● Problems to work on
a – Translate this sentence from the passage on Chinese science and technology into Spanish: "The nuclear test served as incontrovertible proof to the world that the Chinese people could indeed make rapid advancements in science and technology."
b – In the passage on Chinese science and technology, which years did China's first long-term plan for science and technology span?

● Passage provided
Date:2009-10-02Form:No By:admin Click:
  
Chinese Science and Technology 1        In 1955, a national conference on science and technology was held in China, where the government voted to adopt the development strategy of "relying on science and education to rejuvenate the nation." Only a year later, in 1956, the Chinese government constituted a special committee whose mission would be to draw up China's first development program for science and technology. The committee in question was tasked with fleshing out the details of a long-term plan (the perspective was 12 years, i.e., spanning 1956-1967) for the development of science and technology in China.

      This 12-year science and technology development program provided the basis for the scientific progress that China was to achieve during the period, including the country's first successful nuclear test in 1964. This successful test alerted the world, as it were, to China's technological capabilities as a burgeoning regional power, if not as an ascendant world power in the making. The nuclear test served as incontrovertible proof to the world that the Chinese people could indeed make rapid advancements in science and technology. Unfortunately, the 10-year socio-economic upheaval that took place between 1966-1976 seriously disrupted China's progress along this route, inhibiting the country's rate of achievement in some spheres, and completely paralyzing it in others.

      Fortunately, the resilience of the Chinese people is not to be denied, for no sooner had this gloomy period passed before the country shifted gears and began to think forward again. A new spirit of optimism pervaded the country, and over a surprisingly short span of time, this new-found optimism produced a spate of fresh technological initiatives in China, including new and bigger scientific research institutions as well as a revival of other academic institutions. Between 1978-1985, a new State Science and Technology Commission oversaw the progress of the newly-constituted National Compendium on Scientific and Technological Development.

● Data for analysis
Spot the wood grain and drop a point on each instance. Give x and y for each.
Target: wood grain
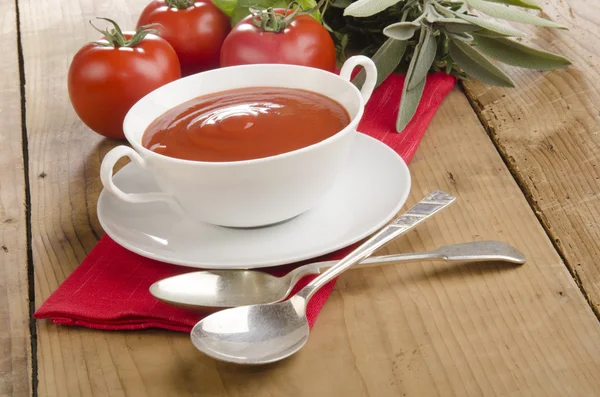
(15, 356)
(412, 330)
(548, 128)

● Exercise responses
a – El ensayo nuclear sirvió al mundo como prueba incontrovertible de que el pueblo chino, en efecto, podía lograr rápidos avances en ciencia y tecnología.

b – It spanned the 12 years from 1956 to 1967.